Arrange the material below as a numbered list, one line per number, leaving out blank lines and the pictures.

= = = = =

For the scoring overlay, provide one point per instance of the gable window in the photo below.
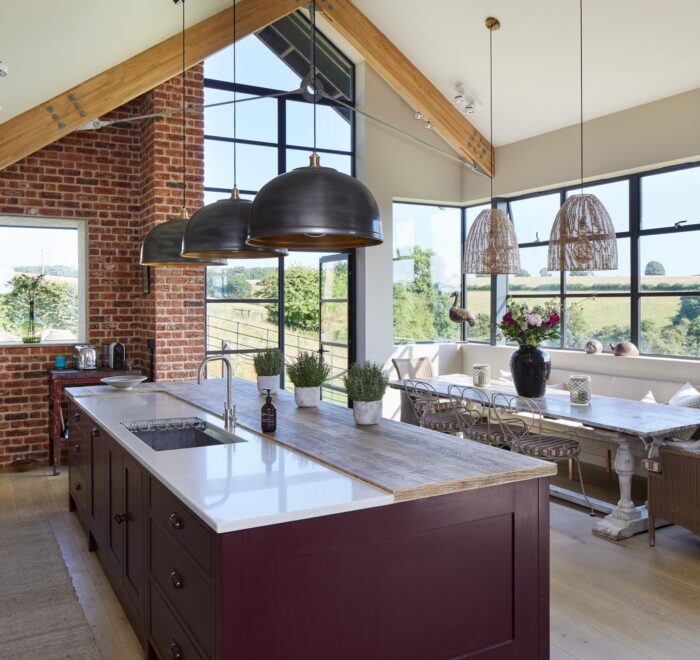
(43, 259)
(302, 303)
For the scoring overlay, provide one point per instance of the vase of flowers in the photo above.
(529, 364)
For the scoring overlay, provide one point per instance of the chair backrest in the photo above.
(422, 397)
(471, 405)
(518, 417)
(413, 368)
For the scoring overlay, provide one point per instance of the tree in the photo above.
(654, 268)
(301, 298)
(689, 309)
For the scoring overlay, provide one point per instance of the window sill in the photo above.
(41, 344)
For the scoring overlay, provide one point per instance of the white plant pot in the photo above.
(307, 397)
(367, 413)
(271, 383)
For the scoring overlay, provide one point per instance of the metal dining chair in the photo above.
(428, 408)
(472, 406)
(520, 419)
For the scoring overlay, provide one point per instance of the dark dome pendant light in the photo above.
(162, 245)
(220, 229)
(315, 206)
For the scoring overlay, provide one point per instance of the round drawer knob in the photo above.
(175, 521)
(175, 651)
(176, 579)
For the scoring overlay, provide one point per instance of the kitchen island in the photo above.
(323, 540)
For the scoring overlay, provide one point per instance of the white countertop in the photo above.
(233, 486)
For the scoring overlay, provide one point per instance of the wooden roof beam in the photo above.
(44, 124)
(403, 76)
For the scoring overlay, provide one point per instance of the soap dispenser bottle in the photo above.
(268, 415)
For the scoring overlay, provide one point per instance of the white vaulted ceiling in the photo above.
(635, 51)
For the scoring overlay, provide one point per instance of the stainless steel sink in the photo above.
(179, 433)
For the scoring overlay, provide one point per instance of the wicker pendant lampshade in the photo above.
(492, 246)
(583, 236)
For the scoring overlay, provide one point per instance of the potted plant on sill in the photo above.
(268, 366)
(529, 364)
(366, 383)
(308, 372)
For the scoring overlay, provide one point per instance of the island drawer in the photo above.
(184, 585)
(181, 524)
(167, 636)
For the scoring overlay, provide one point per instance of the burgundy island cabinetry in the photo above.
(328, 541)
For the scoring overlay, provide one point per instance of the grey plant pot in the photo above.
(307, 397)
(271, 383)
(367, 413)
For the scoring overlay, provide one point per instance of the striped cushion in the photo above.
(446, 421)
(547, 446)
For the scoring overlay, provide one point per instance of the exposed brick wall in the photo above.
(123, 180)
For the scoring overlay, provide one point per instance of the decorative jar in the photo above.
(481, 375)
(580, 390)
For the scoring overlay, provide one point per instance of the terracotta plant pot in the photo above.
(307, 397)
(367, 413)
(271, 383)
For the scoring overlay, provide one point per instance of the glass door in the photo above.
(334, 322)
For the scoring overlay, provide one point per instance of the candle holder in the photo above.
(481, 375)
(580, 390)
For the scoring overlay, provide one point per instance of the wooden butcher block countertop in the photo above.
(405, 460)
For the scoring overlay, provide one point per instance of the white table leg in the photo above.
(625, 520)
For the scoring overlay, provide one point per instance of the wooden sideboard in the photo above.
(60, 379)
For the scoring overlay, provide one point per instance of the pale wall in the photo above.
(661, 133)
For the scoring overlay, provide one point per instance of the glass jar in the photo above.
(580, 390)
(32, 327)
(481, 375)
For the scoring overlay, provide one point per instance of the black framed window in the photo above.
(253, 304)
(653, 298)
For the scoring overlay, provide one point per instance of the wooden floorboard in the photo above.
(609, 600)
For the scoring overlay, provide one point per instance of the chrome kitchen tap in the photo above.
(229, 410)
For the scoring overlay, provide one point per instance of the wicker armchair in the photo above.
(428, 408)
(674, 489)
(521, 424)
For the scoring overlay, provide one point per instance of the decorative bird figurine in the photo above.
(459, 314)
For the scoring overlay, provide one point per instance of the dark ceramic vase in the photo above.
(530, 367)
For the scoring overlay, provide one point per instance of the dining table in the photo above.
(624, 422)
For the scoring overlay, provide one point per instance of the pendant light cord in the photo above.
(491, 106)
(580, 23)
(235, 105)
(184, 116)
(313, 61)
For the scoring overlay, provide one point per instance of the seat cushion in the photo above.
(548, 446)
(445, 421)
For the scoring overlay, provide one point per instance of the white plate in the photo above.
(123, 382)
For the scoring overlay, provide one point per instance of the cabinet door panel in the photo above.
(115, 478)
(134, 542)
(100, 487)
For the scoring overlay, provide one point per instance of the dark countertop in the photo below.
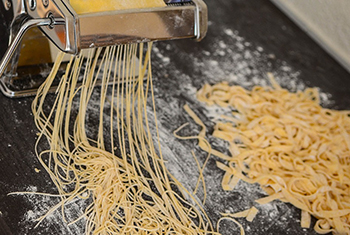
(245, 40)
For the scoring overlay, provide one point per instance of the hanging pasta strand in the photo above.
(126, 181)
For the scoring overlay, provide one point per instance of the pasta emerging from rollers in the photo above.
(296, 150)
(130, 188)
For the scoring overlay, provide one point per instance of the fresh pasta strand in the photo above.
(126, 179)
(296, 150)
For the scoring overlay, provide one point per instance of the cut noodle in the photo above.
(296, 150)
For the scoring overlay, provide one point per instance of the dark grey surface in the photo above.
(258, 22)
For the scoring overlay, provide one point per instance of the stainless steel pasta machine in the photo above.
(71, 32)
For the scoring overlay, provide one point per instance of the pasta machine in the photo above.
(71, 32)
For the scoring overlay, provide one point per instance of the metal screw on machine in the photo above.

= = = = =

- Task result
1. For the scoring overlay, provide one point per instance of the gable window in the photo below.
2. (43, 259)
3. (302, 303)
4. For the scoring overlay, provide one point per instance of the vase of flowers in the photo above.
5. (529, 364)
6. For the scoring overlay, provide one point per instance of the chair backrest in the photo above.
7. (422, 397)
8. (471, 405)
9. (518, 417)
10. (413, 368)
11. For the scoring overlay, provide one point per instance of the tree in the photo above.
12. (654, 268)
13. (301, 298)
14. (689, 309)
15. For the scoring overlay, provide one point per instance of the window sill in the photo above.
16. (41, 344)
17. For the scoring overlay, provide one point per instance of the white plant pot in the photo above.
18. (307, 397)
19. (367, 413)
20. (271, 383)
21. For the scoring overlay, provide one point per instance of the metal dining chair in the photo above.
22. (428, 408)
23. (472, 406)
24. (520, 419)
25. For the scoring overlay, provide one point per instance of the dark dome pendant light in the photo above.
26. (162, 245)
27. (220, 229)
28. (315, 206)
29. For the scoring overlay, provide one point per instance of the round drawer knob in the photo above.
30. (175, 521)
31. (175, 651)
32. (176, 579)
33. For the scoring overlay, provide one point per instance of the kitchen island in the photo above.
34. (323, 540)
35. For the scoring overlay, provide one point per instance of the white countertop in the photo above.
36. (233, 486)
37. For the scoring overlay, provide one point per instance of the wooden roof beam in the photo above.
38. (44, 124)
39. (403, 76)
40. For the scoring overlay, provide one point per instance of the soap dispenser bottle in the photo above.
41. (268, 415)
42. For the scoring overlay, provide one point per instance of the white vaulted ceiling in the photo above.
43. (635, 51)
44. For the scoring overlay, provide one point per instance of the stainless steel sink in the photo above.
45. (179, 433)
46. For the scoring overlay, provide one point per instance of the wicker pendant lampshade in the photo above.
47. (492, 246)
48. (583, 236)
49. For the scoring overlay, provide one point per instance of the potted plant on sill in the photo above.
50. (268, 366)
51. (529, 364)
52. (366, 383)
53. (308, 372)
54. For the scoring overlay, provide one point per instance of the island drawer in the photo above.
55. (184, 585)
56. (181, 524)
57. (167, 636)
58. For the scoring overlay, provide one point per instance of the burgundy island cabinetry in the photo above.
59. (328, 541)
60. For the scoring overlay, provide one point per instance of the grey plant pot in the photo above.
61. (307, 397)
62. (271, 383)
63. (367, 413)
64. For the scoring overlay, provide one point per instance of the striped cushion in the photo above.
65. (446, 421)
66. (547, 446)
67. For the scoring overlay, provide one point per instance of the exposed brick wall in the photo above.
68. (123, 180)
69. For the scoring overlay, provide one point per instance of the decorative jar in the photo above.
70. (481, 375)
71. (580, 390)
72. For the scoring overlay, provide one point per instance of the terracotta plant pot in the photo above.
73. (307, 397)
74. (367, 413)
75. (271, 383)
76. For the scoring overlay, provide one point per instance of the glass door in the photo above.
77. (334, 322)
78. For the scoring overlay, provide one point per instance of the candle holder in the photo above.
79. (481, 375)
80. (580, 390)
81. For the scoring overlay, provide one point per instance of the wooden butcher block countertop in the photo above.
82. (405, 460)
83. For the scoring overlay, provide one point per instance of the white table leg in the photo above.
84. (625, 520)
85. For the scoring overlay, provide one point per instance of the wooden sideboard in the photo above.
86. (60, 379)
87. For the scoring overlay, provide one point per instance of the pale wall in the photo above.
88. (661, 133)
89. For the scoring overlay, provide one point per instance of the glass jar in the photo above.
90. (580, 390)
91. (32, 327)
92. (481, 375)
93. For the scoring overlay, provide one point per instance of the black framed window in the photo above.
94. (253, 304)
95. (653, 298)
96. For the scoring overlay, provide one point per instance of the wooden floorboard in the photo above.
97. (609, 600)
98. For the scoring overlay, provide one point per instance of the chrome kitchen tap in the photo above.
99. (229, 410)
100. For the scoring overlay, provide one point per instance of the wicker armchair in the photo above.
101. (428, 408)
102. (674, 489)
103. (521, 424)
104. For the scoring overlay, provide one point per instance of the decorative bird figurine in the photo above.
105. (459, 314)
106. For the scoring overlay, provide one point per instance of the dark ceramic vase in the photo above.
107. (530, 367)
108. For the scoring overlay, provide one point per instance of the dining table in the photo above.
109. (624, 422)
110. For the scoring overlay, provide one point per instance of the pendant light cord in the photo above.
111. (491, 106)
112. (580, 23)
113. (235, 105)
114. (184, 116)
115. (313, 61)
116. For the scoring overlay, provide one point per instance of the seat cushion in the photo above.
117. (548, 446)
118. (445, 421)
119. For the scoring overlay, provide one point per instance of the white plate in the photo above.
120. (123, 382)
121. For the scoring overlay, provide one point per instance of the cabinet door panel in the photo above.
122. (115, 478)
123. (134, 542)
124. (100, 487)
125. For the scoring overlay, provide one point per instance of the dark countertop in the photo below.
126. (245, 40)
127. For the scoring overlay, provide one point per instance of the hanging pasta strand in the photo above.
128. (126, 181)
129. For the scoring overlay, provide one point per instance of the pasta emerging from rollers in the photo above.
130. (296, 150)
131. (130, 188)
132. For the scoring overlay, provide one point per instance of the fresh pasta strand in the photo above.
133. (126, 179)
134. (296, 150)
135. For the scoring overlay, provide one point per instance of the cut noodle in the photo above.
136. (296, 150)
137. For the scoring overlay, provide one point per instance of the dark grey surface in the photo above.
138. (258, 22)
139. For the scoring overlay, provide one point per instance of the stainless steel pasta machine in the photo above.
140. (71, 32)
141. For the scoring overlay, provide one point per instance of the pasta machine in the photo above.
142. (71, 32)
143. For the scoring overlay, provide one point per instance of the metal screw on machine in the photo above.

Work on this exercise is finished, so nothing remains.